### TASK GOAL
Every entry in the data is to be written out exactly; no picture belongs in the copy.

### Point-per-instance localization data
○ ○ ○ ○ ○

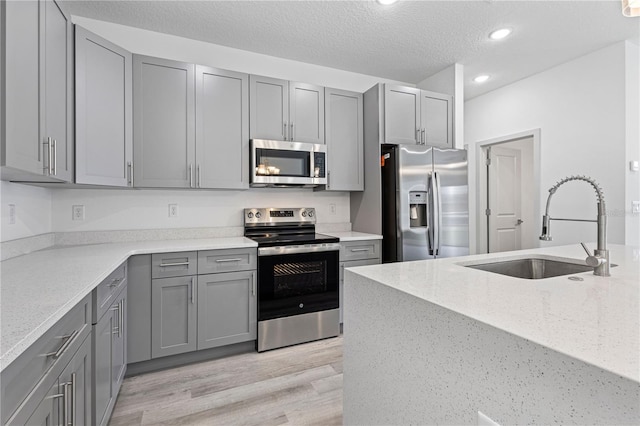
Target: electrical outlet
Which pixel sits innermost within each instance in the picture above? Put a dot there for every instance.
(12, 214)
(77, 212)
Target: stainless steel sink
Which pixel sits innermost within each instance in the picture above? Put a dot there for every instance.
(532, 268)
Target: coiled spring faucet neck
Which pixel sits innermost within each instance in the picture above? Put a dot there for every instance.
(601, 259)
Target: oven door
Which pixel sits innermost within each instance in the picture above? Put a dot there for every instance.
(296, 283)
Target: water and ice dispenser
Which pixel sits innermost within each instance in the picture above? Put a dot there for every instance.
(418, 209)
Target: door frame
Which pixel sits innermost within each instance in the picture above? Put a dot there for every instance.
(478, 197)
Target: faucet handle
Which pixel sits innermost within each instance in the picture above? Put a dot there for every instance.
(591, 260)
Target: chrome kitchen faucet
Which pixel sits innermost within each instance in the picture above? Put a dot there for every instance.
(600, 259)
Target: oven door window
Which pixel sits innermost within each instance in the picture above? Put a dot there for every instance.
(293, 284)
(279, 162)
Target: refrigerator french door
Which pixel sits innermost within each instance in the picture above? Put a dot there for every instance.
(425, 203)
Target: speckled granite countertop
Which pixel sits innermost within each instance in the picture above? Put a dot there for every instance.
(596, 320)
(39, 288)
(353, 236)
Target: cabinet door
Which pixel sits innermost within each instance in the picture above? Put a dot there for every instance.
(164, 123)
(48, 411)
(402, 114)
(227, 308)
(222, 129)
(306, 113)
(268, 108)
(344, 128)
(78, 380)
(437, 119)
(21, 143)
(103, 350)
(55, 89)
(104, 139)
(173, 312)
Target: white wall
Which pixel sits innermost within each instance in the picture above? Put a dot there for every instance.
(632, 221)
(580, 108)
(149, 209)
(33, 211)
(183, 49)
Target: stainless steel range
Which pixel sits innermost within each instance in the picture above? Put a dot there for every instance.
(298, 277)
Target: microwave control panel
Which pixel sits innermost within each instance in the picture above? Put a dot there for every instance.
(319, 164)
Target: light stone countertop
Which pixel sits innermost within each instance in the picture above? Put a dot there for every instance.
(596, 320)
(353, 236)
(39, 288)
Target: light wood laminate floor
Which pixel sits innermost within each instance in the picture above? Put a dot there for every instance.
(299, 385)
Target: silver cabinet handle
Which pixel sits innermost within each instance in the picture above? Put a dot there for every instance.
(73, 399)
(164, 265)
(55, 158)
(228, 260)
(69, 338)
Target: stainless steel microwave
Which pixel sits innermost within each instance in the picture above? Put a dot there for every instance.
(282, 163)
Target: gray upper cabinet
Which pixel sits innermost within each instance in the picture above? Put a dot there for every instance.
(104, 139)
(283, 110)
(222, 129)
(414, 116)
(173, 316)
(306, 113)
(402, 115)
(269, 108)
(227, 308)
(344, 136)
(37, 96)
(436, 112)
(164, 123)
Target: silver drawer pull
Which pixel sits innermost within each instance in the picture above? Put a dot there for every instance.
(69, 338)
(164, 265)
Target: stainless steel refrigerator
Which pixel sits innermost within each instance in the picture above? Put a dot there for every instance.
(425, 207)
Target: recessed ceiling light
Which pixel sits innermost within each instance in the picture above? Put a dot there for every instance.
(500, 34)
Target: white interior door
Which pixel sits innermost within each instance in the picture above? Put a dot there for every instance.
(505, 205)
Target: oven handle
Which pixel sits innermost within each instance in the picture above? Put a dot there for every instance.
(273, 251)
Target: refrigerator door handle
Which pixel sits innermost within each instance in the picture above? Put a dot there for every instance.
(437, 208)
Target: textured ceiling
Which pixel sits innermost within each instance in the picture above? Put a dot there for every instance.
(408, 41)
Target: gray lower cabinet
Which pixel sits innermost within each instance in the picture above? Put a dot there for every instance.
(104, 138)
(227, 308)
(344, 138)
(357, 253)
(164, 123)
(173, 316)
(37, 96)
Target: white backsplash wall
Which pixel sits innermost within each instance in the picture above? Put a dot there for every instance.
(580, 108)
(107, 209)
(33, 211)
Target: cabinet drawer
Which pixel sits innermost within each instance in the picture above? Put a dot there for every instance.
(214, 261)
(55, 348)
(107, 290)
(359, 250)
(166, 265)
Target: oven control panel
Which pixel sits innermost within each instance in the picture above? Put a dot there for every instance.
(280, 215)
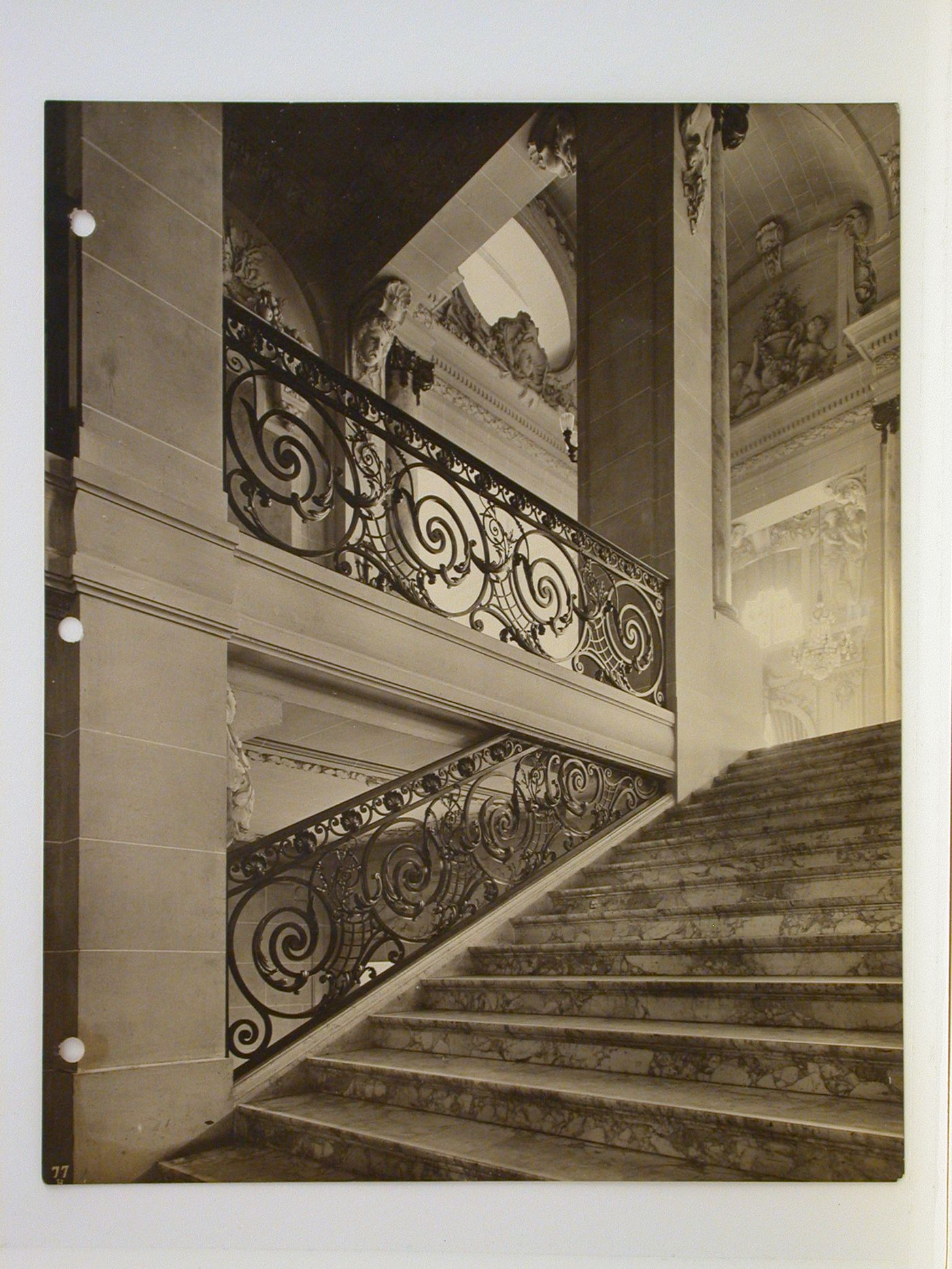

○ ○ ○ ○ ○

### RESULT BELOW
Target: electrical outlet
Which pixel sits innermost within each instance in the picture above? Put a dot there for every instance.
(12, 214)
(77, 212)
Target: stainless steel sink
Which pixel sits innermost within each instance in the picture above? Put a dot there for every instance.
(532, 268)
Target: coiled spring faucet neck
Which pixel sits innermost within each instance in the picture above? Put a dot there for every instance.
(601, 259)
Target: oven door
Which pixel sits innermost within each instance in the picture above? Put a dot there for every instance.
(296, 283)
Target: water and ice dispenser
Which pixel sits innermost within each instance in the picture above? Put a dot there for every instance.
(418, 209)
Target: door frame
Which pixel sits innermost within each instance in the picture above? Put a dot there for every instance.
(478, 197)
Target: faucet handle
Which pixel sits innermost within each instance in the picture above? Put a dot there for every instance.
(591, 260)
Target: chrome kitchen faucet
Which pixel sits innermost within each instance in the picture above? Put a dot there for every instance.
(600, 259)
Target: oven door window
Which pixel sits innermost within each instance in the picture above? Put a dot there for every instance.
(293, 284)
(279, 162)
Target: refrigerator french door
Which pixel sits innermost within each instance in the picture above? Put a dot there for every instance.
(425, 203)
Target: speckled granite countertop
Which pixel sits innermost within each instance in the picture above? Put a dot there for every instance.
(596, 320)
(39, 288)
(353, 236)
Target: cabinet door
Which pixel sits innermost within each instance in the picture above? Put a dot there for every instance.
(164, 123)
(48, 411)
(402, 114)
(227, 308)
(222, 129)
(306, 113)
(268, 108)
(344, 128)
(78, 380)
(437, 119)
(21, 143)
(103, 350)
(55, 89)
(104, 139)
(173, 312)
Target: white wall
Which pixel sits innermost within each instance in the picture above? Put a dot there for every instance.
(632, 221)
(580, 108)
(149, 209)
(33, 211)
(183, 49)
Target: stainless steel range
Which pixel sits innermost within each instance in the picture above? Put a dot there for every instance.
(298, 277)
Target: microwave control panel
Which pixel sits innermost within each instance in the picture above? Put a dot there for every instance.
(319, 164)
Target: light stone countertop
Which pixel sits innermost within each instance in the picture above? Put a dot there for every instance.
(596, 320)
(353, 236)
(39, 288)
Target: light wood laminate floor
Which pixel sits innermost within each instance in the picture above? Put a dot there for every instance.
(299, 385)
Target: silver cabinet handle
Which pixel sits innermost within each instance in the picture above? Put a dot there for every instance.
(73, 399)
(164, 265)
(55, 158)
(228, 260)
(69, 338)
Target: stainless steel microwave
Which pixel sits innermost within each instance in the picture above? Put a dot there for every instance.
(282, 163)
Target: gray upper cabinet
Which pixel sits innermost within each instance in the picture above? Put a dot there for every instance.
(104, 139)
(283, 110)
(222, 129)
(414, 116)
(173, 316)
(306, 113)
(402, 115)
(269, 108)
(227, 308)
(344, 136)
(37, 96)
(436, 112)
(164, 123)
Target: silver drawer pull
Which pixel sits innermost within each instance in the picture above? Put a dot there for every instance.
(69, 338)
(164, 265)
Target: stainless steel refrigerator
Which pixel sits innermost within each instance in the picture above? Put a dot there for every instance.
(425, 207)
Target: recessed ceiling light
Which pixel sits innermost within each instance in the picture above? Put a dot there for every instance.
(500, 34)
Target: white interior door
Which pixel sits innermost within each instance in the picture above? Put a dot there for every instance.
(505, 205)
Target: oven handle
Which pixel sits innermost within each instance in the picture above? Put a dot there for every instance.
(273, 251)
Target: refrigerator door handle
Which pixel sits innermost within each instance in the picture above? Put a dot there for every instance.
(437, 208)
Target: textured ceiling
Which pixel sits innermost within each instance in the picture above? Put a dot there for every instance.
(408, 41)
Target: gray lower cabinet
Which pixel sits innermost within each instance in the picture above? Put a dot there for every instance.
(104, 138)
(227, 308)
(344, 138)
(357, 253)
(164, 123)
(173, 316)
(37, 96)
Target: white backsplash wall
Which pixel sits innermost within each instance in the picture above? Put a dot there for every instance.
(580, 108)
(107, 209)
(33, 211)
Target: cabinet drawer
Which pixel sits innermost within each instance in the picture above? Put a dot there for every instance.
(214, 261)
(55, 348)
(107, 290)
(359, 250)
(166, 265)
Target: oven control panel
Which pixel sits innermost within each instance in the picture above? Put a dot there for every instance.
(280, 215)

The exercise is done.